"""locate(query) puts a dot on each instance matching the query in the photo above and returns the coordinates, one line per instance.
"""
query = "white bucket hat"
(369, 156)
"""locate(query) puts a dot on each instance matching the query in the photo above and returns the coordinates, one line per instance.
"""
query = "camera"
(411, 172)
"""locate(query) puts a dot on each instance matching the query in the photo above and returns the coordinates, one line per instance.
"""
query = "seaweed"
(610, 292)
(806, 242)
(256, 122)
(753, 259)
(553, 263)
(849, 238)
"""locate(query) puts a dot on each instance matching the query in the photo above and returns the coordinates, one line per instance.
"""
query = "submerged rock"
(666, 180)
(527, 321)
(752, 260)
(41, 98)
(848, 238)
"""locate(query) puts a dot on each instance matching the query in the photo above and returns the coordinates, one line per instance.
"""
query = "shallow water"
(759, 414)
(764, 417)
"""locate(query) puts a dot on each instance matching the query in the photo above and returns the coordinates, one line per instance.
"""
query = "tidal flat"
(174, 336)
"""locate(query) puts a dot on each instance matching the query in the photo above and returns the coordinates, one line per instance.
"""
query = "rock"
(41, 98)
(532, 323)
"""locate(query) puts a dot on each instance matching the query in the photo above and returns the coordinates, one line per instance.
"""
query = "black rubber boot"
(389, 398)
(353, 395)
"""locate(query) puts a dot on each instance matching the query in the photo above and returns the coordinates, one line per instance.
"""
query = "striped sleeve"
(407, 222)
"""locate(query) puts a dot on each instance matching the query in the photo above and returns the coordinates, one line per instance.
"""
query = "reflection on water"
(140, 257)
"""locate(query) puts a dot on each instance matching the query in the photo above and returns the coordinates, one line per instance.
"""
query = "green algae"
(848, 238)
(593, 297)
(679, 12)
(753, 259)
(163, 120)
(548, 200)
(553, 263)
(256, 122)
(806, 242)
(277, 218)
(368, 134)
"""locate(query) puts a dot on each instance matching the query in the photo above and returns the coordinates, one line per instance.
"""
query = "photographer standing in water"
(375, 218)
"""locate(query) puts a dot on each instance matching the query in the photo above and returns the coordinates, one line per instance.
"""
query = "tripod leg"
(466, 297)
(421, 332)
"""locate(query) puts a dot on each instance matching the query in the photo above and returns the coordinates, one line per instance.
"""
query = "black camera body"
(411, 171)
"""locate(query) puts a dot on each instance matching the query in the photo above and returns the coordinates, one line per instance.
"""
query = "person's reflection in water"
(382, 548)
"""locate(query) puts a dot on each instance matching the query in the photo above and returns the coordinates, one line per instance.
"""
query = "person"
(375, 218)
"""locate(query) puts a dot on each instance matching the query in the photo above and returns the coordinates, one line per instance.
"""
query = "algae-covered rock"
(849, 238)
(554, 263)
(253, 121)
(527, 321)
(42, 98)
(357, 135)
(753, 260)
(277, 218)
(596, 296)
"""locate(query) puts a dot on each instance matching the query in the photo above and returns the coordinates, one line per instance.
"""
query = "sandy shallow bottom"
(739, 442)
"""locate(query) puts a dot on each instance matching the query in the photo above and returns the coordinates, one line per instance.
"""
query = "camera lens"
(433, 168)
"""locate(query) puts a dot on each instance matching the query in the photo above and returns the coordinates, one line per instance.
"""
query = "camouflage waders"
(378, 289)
-------
> INSTRUCTIONS TO FOLLOW
Every record above is to be transcribed exactly.

> TASK SOLUTION
"""locate(query) puts a dot on each instance matching the query in the photo above and returns the coordinates, one line per instance.
"""
query = "white bucket hat"
(369, 156)
"""locate(query) puts a dot on each instance matching the query in the photo above and returns the coordinates, one line per instance.
"""
query = "camera"
(411, 172)
"""locate(query) puts a dot on each instance matching the query in the photo above and returns the coordinates, one line per instance.
"""
query = "seaweed"
(610, 292)
(806, 242)
(256, 122)
(753, 259)
(553, 263)
(849, 238)
"""locate(query) puts a dot on each instance matching the query in the photo above and returns the coordinates, one line per instance.
"""
query = "submerged rock"
(666, 180)
(527, 321)
(752, 260)
(41, 98)
(848, 238)
"""locate(query) puts a dot on each instance matching the query in the photo above and returns the coordinates, one line per instance.
"""
query = "shallow water"
(759, 414)
(764, 417)
"""locate(query) puts a dot on each instance matching the query in the photo above and returns the coordinates, one line per instance.
"""
query = "tidal flat"
(174, 336)
"""locate(query) puts a dot on each instance matching the query in the photo above and returns the coordinates, one line per instance.
"""
query = "rock"
(41, 98)
(532, 323)
"""locate(query) puts a dot on each instance matching the query in the photo above and returns the coordinates, one line per instance.
"""
query = "black rubber boot"
(389, 398)
(353, 395)
"""locate(query) puts a dot on each instance matching the query in the photo above and returns the coordinates, one line per instance.
"""
query = "striped sleeve"
(407, 222)
"""locate(query) puts a dot on each instance matching the query in the photo above and returns the coordinates, one line per instance.
"""
query = "reflection on water"
(140, 257)
"""locate(query) puts a dot on each instance matching the query in the photo above and returns the coordinates, one line per instance.
"""
query = "green algae"
(848, 238)
(593, 297)
(679, 12)
(753, 259)
(163, 120)
(548, 200)
(553, 263)
(256, 122)
(806, 242)
(277, 218)
(368, 134)
"""locate(query) puts a dot on each instance matching the query in the photo above and returns the coordinates, one line per instance.
"""
query = "photographer standing in water"
(375, 218)
"""locate(query) puts a dot on each instance matching the query in the photo above and returns the coordinates, one line per instance.
"""
query = "tripod leg"
(466, 297)
(421, 332)
"""locate(query) puts a dot on each instance matching the query in the photo above and returns the coordinates, one line per instance.
"""
query = "black camera body"
(411, 171)
"""locate(query) puts a dot on each instance matching the query in the photo above and returns the coordinates, one line per instance.
"""
query = "person's reflection in water"
(382, 548)
"""locate(query) puts a dot on each instance matching the query in the photo above and returns the coordinates, one line per instance.
"""
query = "person"
(375, 218)
"""locate(query) puts a dot on each instance matching the query in the photo above and returns the coordinates, one line per instance.
"""
query = "algae-covered rock"
(849, 238)
(554, 263)
(253, 121)
(527, 321)
(42, 98)
(357, 135)
(753, 260)
(277, 218)
(596, 296)
"""locate(query) puts a dot on each instance matching the query in the photo above and returns the coordinates, one line per instance.
"""
query = "sandy shallow bottom"
(739, 442)
"""locate(query) puts a dot on each instance matching the query in the photo above and returns the coordinates, one line per instance.
"""
query = "camera lens"
(433, 168)
"""locate(query) puts a dot on each instance matching the query in the photo above and returns the coordinates, one line per instance.
"""
query = "camouflage waders"
(378, 289)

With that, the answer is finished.